▶ **Selected extract**
There is something unsettling about entering a seemingly barren space—perhaps one reason why Klein titled his empty exhibition of 1958 at Galerie Iris Clert LeVide [The Void], with its connotations of invalidity and vexatiousness. Personally, I find being exposed to white nothingness arouses a similar effect to being enclosed in a pitch-black room: a heightening of attention, a growing sense of claustrophobia, unease. Entering into galerie frank elbaz, this feeling was palpable. Indeed, surrounded by Savic-Gecan’s new walls, these sly senses pulled me into the emptiness displayed. And, as I slipped into this disquiet, the ambient details abounding in this sanctified space—from the endless blare of the gallery’s strip lighting to the footsteps and hushed whispers of other viewers—became ever louder presence reverberating in my mind.
As the moment of performance arrived, 4:04pm, two nonchalant gallery staff walked softly into the main exhibition space. Meticulously, they set about their work; “trois deux un”, armed with cranks and widgets, with cuboid arms of industrial-looking steel, with wheels, a laser pointer, and a handy jar of Prosain’s Risotto d’Automne filled with screws and the sound of tingles. It was an elegant manoeuvre, an opera writ in architecture; with shuffles and whispers, with taps that became thuds, and slight paper turning; “parfait”. Labouring with a careful cadence, click by click, here the pair demonstrated a level of physical and mental attention needed to install a monumental artwork. As they returned to their daily gallery duties, my attention was brought back to the ambience of my surroundings. What has changed here, really? The gallery’s lights are still beaming down, filling this shadowless space with an unflinching glow, other viewers are still whispering, their footsteps dust sounding. Yet I feel newly present, as my disquiet returns.

▶ **Source material**
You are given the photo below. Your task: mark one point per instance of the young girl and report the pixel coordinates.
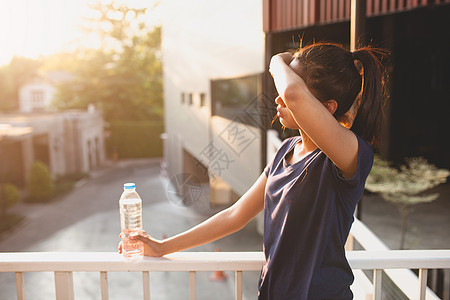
(310, 190)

▶ **Exercise details**
Can you rewrite the exhibition review from "There is something" to "in my mind.", with "emptiness" swapped for "vacancy"?

▶ **Reply to the exercise**
There is something unsettling about entering a seemingly barren space—perhaps one reason why Klein titled his empty exhibition of 1958 at Galerie Iris Clert LeVide [The Void], with its connotations of invalidity and vexatiousness. Personally, I find being exposed to white nothingness arouses a similar effect to being enclosed in a pitch-black room: a heightening of attention, a growing sense of claustrophobia, unease. Entering into galerie frank elbaz, this feeling was palpable. Indeed, surrounded by Savic-Gecan’s new walls, these sly senses pulled me into the vacancy displayed. And, as I slipped into this disquiet, the ambient details abounding in this sanctified space—from the endless blare of the gallery’s strip lighting to the footsteps and hushed whispers of other viewers—became ever louder presence reverberating in my mind.